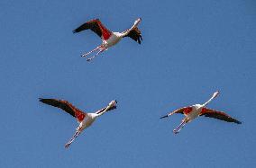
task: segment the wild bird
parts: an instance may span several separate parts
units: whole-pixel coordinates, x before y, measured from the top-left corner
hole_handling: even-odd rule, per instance
[[[106,107],[96,112],[87,113],[76,108],[68,101],[57,100],[57,99],[42,99],[42,98],[40,98],[39,101],[45,104],[60,108],[61,110],[65,111],[66,112],[69,113],[71,116],[77,119],[79,126],[76,129],[77,131],[75,132],[72,138],[65,145],[65,147],[69,147],[71,145],[71,143],[75,140],[75,138],[78,136],[79,136],[79,134],[85,128],[91,126],[91,124],[96,120],[96,119],[97,119],[106,111],[116,109],[116,103],[117,103],[117,101],[114,100],[110,102]]]
[[[227,121],[227,122],[234,122],[236,124],[242,124],[241,121],[239,121],[235,119],[233,119],[232,117],[230,117],[229,115],[227,115],[226,113],[224,113],[223,111],[211,110],[211,109],[208,109],[208,108],[206,107],[213,99],[217,97],[217,95],[219,93],[220,93],[220,92],[214,93],[212,97],[204,104],[195,104],[195,105],[192,105],[192,106],[183,107],[183,108],[178,109],[178,110],[169,113],[168,115],[161,117],[160,119],[169,117],[172,114],[176,114],[176,113],[180,113],[180,114],[185,115],[185,118],[182,119],[182,122],[178,126],[177,128],[173,129],[173,132],[175,134],[178,134],[180,131],[180,129],[187,123],[192,121],[194,119],[196,119],[199,116],[205,116],[205,117],[209,117],[209,118],[214,118],[214,119],[224,120],[224,121]]]
[[[80,25],[78,28],[73,31],[73,33],[80,32],[82,31],[90,29],[95,33],[96,33],[102,40],[102,44],[100,46],[96,47],[96,49],[86,54],[83,54],[81,57],[87,57],[92,52],[98,50],[98,52],[95,56],[87,59],[87,61],[90,61],[98,54],[102,53],[105,50],[107,50],[110,47],[118,43],[121,39],[124,37],[132,38],[133,40],[141,44],[142,37],[141,34],[141,31],[137,27],[141,21],[141,18],[137,19],[130,29],[123,32],[113,32],[109,31],[103,25],[99,19],[94,19]]]

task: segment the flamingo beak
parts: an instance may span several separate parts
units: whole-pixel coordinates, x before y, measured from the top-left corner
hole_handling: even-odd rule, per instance
[[[134,22],[134,25],[137,26],[141,21],[142,21],[142,18],[137,19]]]
[[[160,119],[163,119],[163,118],[167,118],[167,117],[168,117],[168,115],[165,115],[165,116],[160,117]]]

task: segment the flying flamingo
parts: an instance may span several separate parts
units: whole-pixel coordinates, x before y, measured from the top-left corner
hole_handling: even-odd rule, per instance
[[[75,29],[73,31],[73,33],[80,32],[84,30],[90,29],[95,33],[96,33],[102,40],[102,44],[93,50],[83,54],[81,57],[87,57],[87,55],[91,54],[92,52],[96,50],[99,50],[94,57],[87,58],[87,61],[92,60],[95,57],[96,57],[101,52],[107,50],[108,48],[115,45],[118,43],[122,38],[129,37],[137,41],[139,44],[141,44],[141,40],[142,40],[141,31],[137,28],[138,24],[142,21],[141,18],[137,19],[134,22],[134,24],[128,30],[123,31],[123,32],[113,32],[106,29],[103,23],[100,22],[99,19],[94,19],[91,21],[87,22],[86,23],[80,25],[78,28]]]
[[[75,138],[87,128],[90,127],[91,124],[96,120],[96,118],[103,115],[105,112],[116,109],[117,101],[112,101],[109,104],[93,113],[87,113],[73,106],[68,101],[57,100],[57,99],[39,99],[40,102],[49,104],[54,107],[60,108],[66,112],[69,113],[71,116],[75,117],[78,119],[79,126],[77,128],[77,131],[72,137],[72,138],[65,145],[65,147],[69,147],[71,143],[75,140]]]
[[[206,107],[213,99],[217,97],[217,95],[219,93],[220,93],[219,92],[215,92],[213,94],[213,96],[211,97],[211,99],[209,99],[204,104],[195,104],[195,105],[188,106],[188,107],[183,107],[183,108],[178,109],[178,110],[170,112],[168,115],[161,117],[160,119],[167,118],[167,117],[171,116],[172,114],[175,114],[175,113],[180,113],[180,114],[185,115],[185,118],[182,119],[182,122],[178,125],[178,127],[177,128],[173,129],[173,132],[175,134],[178,134],[180,131],[180,129],[187,123],[190,122],[191,120],[193,120],[194,119],[196,119],[199,116],[215,118],[215,119],[218,119],[224,120],[224,121],[227,121],[227,122],[234,122],[236,124],[242,124],[242,122],[240,122],[239,120],[237,120],[235,119],[233,119],[232,117],[225,114],[224,112],[211,110],[211,109],[208,109],[208,108]]]

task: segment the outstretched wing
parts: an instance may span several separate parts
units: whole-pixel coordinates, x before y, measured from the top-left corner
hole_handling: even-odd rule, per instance
[[[169,112],[169,114],[165,115],[165,116],[160,117],[160,119],[167,118],[167,117],[169,117],[169,116],[172,115],[172,114],[175,114],[175,113],[184,114],[184,111],[188,107],[183,107],[183,108],[178,109],[178,110],[176,110],[174,111]]]
[[[142,40],[141,31],[135,27],[133,31],[131,31],[126,36],[132,38],[133,40],[137,41],[139,44],[141,44],[141,40]]]
[[[57,99],[42,99],[42,98],[40,98],[39,101],[45,103],[45,104],[51,105],[51,106],[54,106],[54,107],[58,107],[58,108],[65,111],[66,112],[68,112],[71,116],[77,118],[78,121],[83,120],[84,118],[87,115],[87,113],[85,113],[82,111],[80,111],[79,109],[76,108],[68,101],[57,100]]]
[[[217,111],[207,109],[207,108],[204,108],[202,110],[200,116],[214,118],[214,119],[224,120],[224,121],[227,121],[227,122],[234,122],[236,124],[242,124],[241,121],[230,117],[229,115],[227,115],[224,112]]]
[[[80,32],[85,30],[90,29],[96,33],[100,38],[110,36],[111,31],[107,30],[99,21],[99,19],[94,19],[87,22],[73,31],[73,33]]]
[[[97,111],[96,113],[96,114],[100,114],[100,113],[103,112],[106,108],[107,108],[107,106],[105,107],[105,108],[102,108],[102,109],[99,110],[99,111]],[[112,110],[114,110],[114,109],[116,109],[116,105],[110,107],[106,111],[112,111]]]

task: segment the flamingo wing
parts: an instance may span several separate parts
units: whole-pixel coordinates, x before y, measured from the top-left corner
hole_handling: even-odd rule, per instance
[[[227,115],[226,113],[223,111],[215,111],[215,110],[211,110],[207,108],[203,109],[202,112],[200,113],[200,116],[214,118],[214,119],[224,120],[227,122],[234,122],[236,124],[242,124],[241,121],[230,117],[229,115]]]
[[[136,27],[133,30],[132,30],[126,36],[132,38],[133,40],[137,41],[139,44],[142,43],[141,40],[142,40],[141,31]]]
[[[183,108],[178,109],[174,111],[169,112],[169,114],[165,115],[165,116],[160,117],[160,119],[167,118],[167,117],[169,117],[172,114],[175,114],[175,113],[184,114],[184,111],[186,111],[186,109],[187,109],[187,107],[183,107]]]
[[[101,110],[96,111],[96,114],[100,114],[100,113],[102,113],[106,108],[107,108],[107,107],[102,108]],[[116,109],[116,106],[112,106],[112,107],[110,107],[106,111],[112,111],[112,110],[114,110],[114,109]]]
[[[87,113],[85,113],[82,111],[80,111],[79,109],[76,108],[68,101],[57,100],[57,99],[42,99],[42,98],[40,98],[39,101],[45,103],[45,104],[51,105],[51,106],[54,106],[54,107],[58,107],[58,108],[65,111],[66,112],[68,112],[71,116],[77,118],[78,121],[83,120],[84,118],[87,115]]]
[[[101,23],[99,19],[94,19],[87,22],[86,23],[80,25],[73,31],[73,33],[80,32],[85,30],[90,29],[92,31],[96,33],[100,38],[103,37],[103,34],[110,34],[111,31],[107,30],[103,23]]]

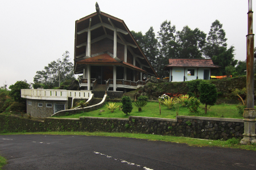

> _What is being asked_
Pick out each line in the records above that contains the word "task", with uppercase and lowercase letters matching.

> _Finished exercise_
task: segment the wild bird
task: segment the flamingo beak
task: segment the flying flamingo
task: segment the outstretched wing
task: segment the flamingo wing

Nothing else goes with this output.